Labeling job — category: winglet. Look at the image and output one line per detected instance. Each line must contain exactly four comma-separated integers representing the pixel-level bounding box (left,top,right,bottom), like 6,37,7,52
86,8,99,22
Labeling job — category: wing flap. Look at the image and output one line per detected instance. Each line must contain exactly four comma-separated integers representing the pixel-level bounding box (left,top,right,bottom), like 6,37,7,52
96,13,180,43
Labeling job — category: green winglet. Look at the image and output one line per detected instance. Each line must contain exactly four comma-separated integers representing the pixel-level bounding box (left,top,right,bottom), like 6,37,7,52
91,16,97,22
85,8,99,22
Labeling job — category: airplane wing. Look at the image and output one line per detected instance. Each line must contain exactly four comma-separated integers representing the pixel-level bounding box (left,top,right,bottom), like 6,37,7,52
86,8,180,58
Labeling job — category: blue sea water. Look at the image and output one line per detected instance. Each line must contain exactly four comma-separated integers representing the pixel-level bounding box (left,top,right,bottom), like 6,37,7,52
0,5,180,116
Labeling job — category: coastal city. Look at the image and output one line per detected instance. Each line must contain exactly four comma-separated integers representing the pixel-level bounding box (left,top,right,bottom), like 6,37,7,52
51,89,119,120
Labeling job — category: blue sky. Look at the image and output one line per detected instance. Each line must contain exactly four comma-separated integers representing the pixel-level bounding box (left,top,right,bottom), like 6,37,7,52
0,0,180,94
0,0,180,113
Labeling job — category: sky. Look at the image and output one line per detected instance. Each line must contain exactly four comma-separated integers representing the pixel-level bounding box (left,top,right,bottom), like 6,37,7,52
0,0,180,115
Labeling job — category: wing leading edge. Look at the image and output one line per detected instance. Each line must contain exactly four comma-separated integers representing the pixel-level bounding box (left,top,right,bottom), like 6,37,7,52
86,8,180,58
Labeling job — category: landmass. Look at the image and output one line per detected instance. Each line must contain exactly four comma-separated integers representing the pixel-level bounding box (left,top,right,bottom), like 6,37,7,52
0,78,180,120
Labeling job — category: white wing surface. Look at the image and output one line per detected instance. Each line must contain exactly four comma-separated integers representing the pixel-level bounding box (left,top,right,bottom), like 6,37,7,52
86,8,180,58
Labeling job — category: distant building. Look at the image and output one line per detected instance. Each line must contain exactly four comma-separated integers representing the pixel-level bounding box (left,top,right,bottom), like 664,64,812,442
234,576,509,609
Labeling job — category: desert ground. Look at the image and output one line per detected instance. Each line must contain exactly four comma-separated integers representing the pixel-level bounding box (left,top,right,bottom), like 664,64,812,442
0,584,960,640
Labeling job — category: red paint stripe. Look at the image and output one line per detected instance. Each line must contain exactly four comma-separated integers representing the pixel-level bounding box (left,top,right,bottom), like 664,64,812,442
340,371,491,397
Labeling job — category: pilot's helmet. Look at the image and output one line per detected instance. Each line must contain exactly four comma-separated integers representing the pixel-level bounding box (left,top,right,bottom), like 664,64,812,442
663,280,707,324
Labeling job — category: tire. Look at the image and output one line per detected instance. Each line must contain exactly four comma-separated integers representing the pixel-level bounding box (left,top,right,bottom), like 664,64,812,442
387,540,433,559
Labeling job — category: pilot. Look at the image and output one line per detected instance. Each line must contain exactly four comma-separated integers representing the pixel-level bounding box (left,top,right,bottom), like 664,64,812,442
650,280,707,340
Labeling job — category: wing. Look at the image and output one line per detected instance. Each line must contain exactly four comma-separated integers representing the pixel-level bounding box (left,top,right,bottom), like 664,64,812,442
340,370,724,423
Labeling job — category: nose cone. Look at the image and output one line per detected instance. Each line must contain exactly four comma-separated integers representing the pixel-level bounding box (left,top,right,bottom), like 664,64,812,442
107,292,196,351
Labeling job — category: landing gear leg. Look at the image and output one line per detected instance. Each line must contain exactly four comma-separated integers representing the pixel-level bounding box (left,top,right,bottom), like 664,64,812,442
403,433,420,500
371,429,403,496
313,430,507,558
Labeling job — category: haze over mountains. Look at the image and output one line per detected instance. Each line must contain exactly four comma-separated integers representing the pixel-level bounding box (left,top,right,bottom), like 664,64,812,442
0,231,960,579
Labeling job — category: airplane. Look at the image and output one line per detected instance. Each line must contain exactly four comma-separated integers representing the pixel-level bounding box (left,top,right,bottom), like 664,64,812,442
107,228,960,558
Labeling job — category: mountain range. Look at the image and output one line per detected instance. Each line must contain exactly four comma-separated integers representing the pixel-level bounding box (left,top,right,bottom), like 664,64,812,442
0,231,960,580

++++

INSTRUCCIONES DE LA TAREA
Cambia "Labeling job" por "Annotation task" en todos los ítems de arriba y vuelve a escribirlos sin alterar nada más.

RESPUESTA ESCRITA
Annotation task — category: winglet. Look at the image and output one line per detected instance. Each line must contain exactly four comma-separated integers representing the pixel-level bounding box (left,top,right,bottom), like 6,37,7,52
86,8,99,22
Annotation task — category: wing flap. Look at the image and output one line per detected instance. Each line must contain exactly four comma-separated integers representing the pixel-level bounding box (left,top,right,bottom), like 6,37,7,52
96,13,180,43
Annotation task — category: green winglet. Look at the image and output one line per detected instance. Each line must contain exactly four comma-separated integers representing the pixel-level bounding box (left,top,right,bottom), like 6,37,7,52
91,16,97,22
85,8,99,22
Annotation task — category: airplane wing. Look at the image and output one line per detected instance. Each line must contain exactly four comma-separated integers representing the pixel-level bounding box (left,top,right,bottom), like 6,37,7,52
86,8,180,58
Annotation task — category: blue sea water. Look at the image and output one line per detected instance. Each line must contain exactly four comma-separated integers representing the pixel-level bounding box (left,top,right,bottom), like 6,37,7,52
0,5,180,116
Annotation task — category: coastal city. Look at the image and output one line per detected instance. Each line must contain exactly four comma-separated integers representing the pixel-level bounding box (left,top,right,bottom), like 6,37,7,52
51,89,119,120
Annotation task — category: blue sky. Look at the image and output one line per detected instance. Each line must contain exactly four comma-separated integers representing the pixel-level bounding box (left,top,right,bottom), like 6,37,7,52
0,0,180,94
0,0,180,113
Annotation task — category: sky. Look at the image and output one line per detected instance. Each line must contain exactly four comma-separated integers representing the pixel-level bounding box (left,top,right,bottom), like 6,37,7,52
0,0,180,115
Annotation task — category: wing leading edge. Look at the image and output one line per detected instance. Each line must contain exactly four comma-separated integers representing the pixel-level bounding box (left,top,right,bottom), like 6,37,7,52
86,8,180,58
Annotation task — category: landmass. Look at the image and output one line per detected instance. Each line must contain exactly four comma-separated integers representing the pixel-level bounding box (left,top,right,bottom), like 6,37,7,52
0,78,180,120
Annotation task — category: white wing surface. Look at the image and output one line per detected instance. Each line must contain exactly four comma-separated integers representing the pixel-level bounding box (left,top,right,bottom), like 6,37,7,52
86,8,180,58
Annotation task — category: distant building. Look at the image and output one line per detected instance. Each line must contain exactly four comma-separated integers representing the pixel-level bounding box (left,top,right,bottom), like 664,64,812,442
234,576,509,609
Annotation task — category: desert ground. Look at the image and output one line per detected instance. Each line must contain exactly four comma-separated integers representing the pixel-level bounding box (left,top,right,bottom), like 664,64,812,442
0,584,960,640
Annotation task — category: red paint stripe. Look at the image and output one line per detected instance. Each line must contain exactly four comma-separated integers representing the pixel-level bounding box (left,top,right,bottom), like 664,64,812,442
340,371,491,397
Annotation task — category: pilot's helmet. Look at the image and output one line per detected instance. Each line must contain exactly four comma-separated integers representing the pixel-level bounding box (left,top,right,bottom), like 664,64,812,442
663,280,707,324
Annotation task — category: tire. Look at the image and output one line per detected instance. Each line must contain exactly four comma-separated integers representing the pixel-level bounding box (left,top,right,bottom), like 664,64,812,442
387,540,433,559
Annotation task — category: pilot. Look at the image and output one line per detected instance. Each line must contain exactly four comma-separated integers representing the pixel-level bounding box (left,top,right,bottom), like 664,64,812,442
650,280,707,340
Annotation task — category: wing. Look at the image and output one line per detected instance. Each line must contain exactly four comma-separated integers representing the pixel-level bounding box (left,top,right,bottom), like 664,64,812,442
340,370,724,423
Annotation task — category: nose cone. Look at the image and output one line per detected instance. Each line must contain exactly four comma-separated integers representing the pixel-level bounding box (left,top,right,bottom), like 664,64,812,442
107,292,196,351
Annotation task — category: landing gear leg. Look at the image and output one line per detected instance. Each line must contain exactly four comma-separated integers representing the pixel-level bounding box (left,top,right,bottom), like 664,64,812,442
403,433,420,500
371,429,403,496
313,430,507,558
Annotation task — category: haze over mountains. Look at the image and output one line per detected instance. Each line must contain exactly four comma-separated integers representing the pixel-level bounding box (left,top,right,bottom), like 664,64,812,442
0,231,960,579
Annotation task — category: airplane. Look at the image and output one line per detected instance. Each line must contain exactly four comma-separated integers representing the pixel-level bounding box (left,top,right,bottom), like 664,64,812,442
107,228,960,558
Annotation task — category: mountain range. Look at the image and output one line per detected instance. Each line must contain exactly four comma-separated integers representing the pixel-level bounding box (left,top,right,bottom), like 664,64,812,442
0,231,960,580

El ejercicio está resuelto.